• Document section:
Boomers! Parks is a chain of family entertainment centers which feature indoor activities such as carousels, kiddie swings, restaurants, and video game arcades, and outdoor activities such as miniature golf, kiddie rides, bumper boats, batting cages, go-karts, kiddie roller coasters, and laser tag. The Modesto and Irvine locations each have a ride called the Flamethrower.

The Boomers! Parks brand is a DBA name adopted in 2001 by the Palace Entertainment chain, which was founded in 1998 through the merger of Camelot Parks, Palace Park, Boomers!, Grand Prix Race-O-Rama, and Family Fun Center. The official slogan of Palace Entertainment owned Boomers! Parks is "Where Family Fun Rules!".

In September 2014, Apex Parks Group purchased 10 Boomers locations from Palace Entertainment. In 2015, Apex Parks Group rebranded one of the last Mountasia Family Fun Centers to a Boomers.  Closure of the Fresno and Houston locations in later years has resulted in 9 total Boomers parks currently owned by Apex Parks Group.

On April 8, 2020, Apex Parks Group announced it was filing for Chapter 11 bankruptcy and undergoing a financial restructuring.

• Data:
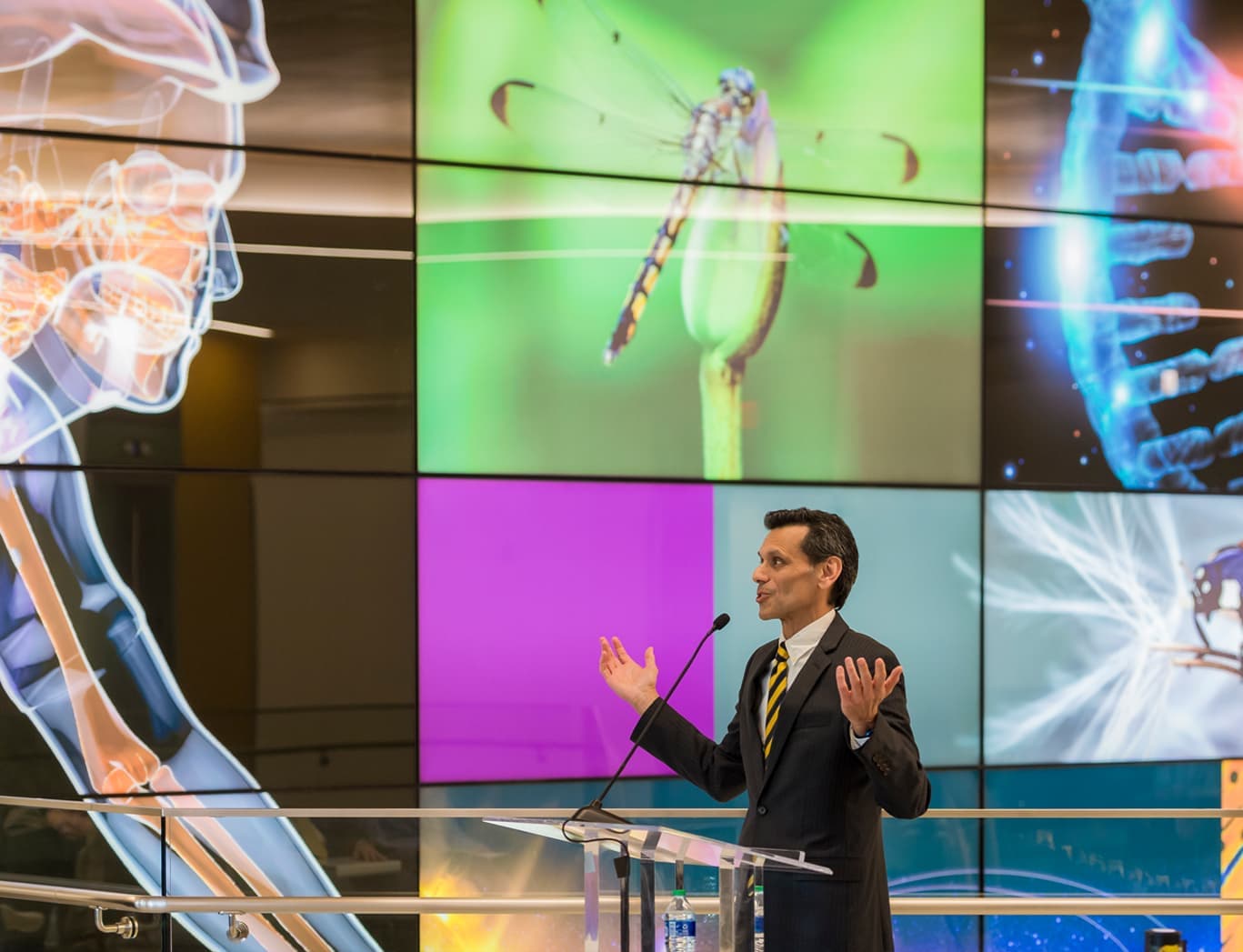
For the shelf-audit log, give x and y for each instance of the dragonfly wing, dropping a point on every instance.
(573, 131)
(610, 68)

• Required actions:
(a) Condense the paragraph of the Boomers! Parks text that begins "The Boomers! Parks brand is a DBA name" into a shorter version that keeps its main facts.
(b) Reproduce word for word the part of the Boomers! Parks text that opens with the words containing "In September 2014, Apex" and closes with "a financial restructuring.".

• Responses in order:
(a) Palace Entertainment adopted Boomers! Parks as a DBA name in 2001. The chain was founded in 1998 by merging Camelot Parks, Palace Park, Boomers!, Grand Prix Race-O-Rama, and Family Fun Center. The official slogan of the Boomers! Parks it owns is "Where Family Fun Rules!"

(b)
In September 2014, Apex Parks Group purchased 10 Boomers locations from Palace Entertainment. In 2015, Apex Parks Group rebranded one of the last Mountasia Family Fun Centers to a Boomers.  Closure of the Fresno and Houston locations in later years has resulted in 9 total Boomers parks currently owned by Apex Parks Group.

On April 8, 2020, Apex Parks Group announced it was filing for Chapter 11 bankruptcy and undergoing a financial restructuring.